Copy out the rows below word for word, leaving out the pictures.

▶ RECORDS TO USE:
↓
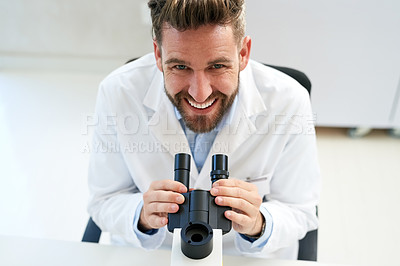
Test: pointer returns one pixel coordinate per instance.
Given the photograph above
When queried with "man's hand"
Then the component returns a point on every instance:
(162, 198)
(245, 202)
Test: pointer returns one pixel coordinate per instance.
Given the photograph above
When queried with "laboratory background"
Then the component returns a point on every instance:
↑
▶ ANSWER FOR THIS EXERCISE:
Test: pointer returns one pixel coordinate per instance.
Given the photograph above
When queried with "man's hand"
Then the component returns a point on every instance:
(162, 198)
(245, 202)
Test: pointer returns one pixel coordinate per instance.
Given the photograph above
When queried with "laboratory background"
Then the component returns a point on every instance:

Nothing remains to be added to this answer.